> [TASK GOAL]
Output each of the records below line for line, with no changes.

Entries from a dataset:
=====

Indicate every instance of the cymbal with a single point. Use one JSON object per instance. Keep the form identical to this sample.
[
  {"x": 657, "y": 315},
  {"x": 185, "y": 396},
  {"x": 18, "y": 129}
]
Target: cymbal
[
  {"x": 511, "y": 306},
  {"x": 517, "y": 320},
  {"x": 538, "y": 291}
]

=====

> [RESULT]
Indicate every instance of the cymbal with a single point. Use one JSON object per instance. Keep the form identical to this sample.
[
  {"x": 657, "y": 315},
  {"x": 185, "y": 396},
  {"x": 18, "y": 129}
]
Target: cymbal
[
  {"x": 511, "y": 306},
  {"x": 517, "y": 320},
  {"x": 538, "y": 291}
]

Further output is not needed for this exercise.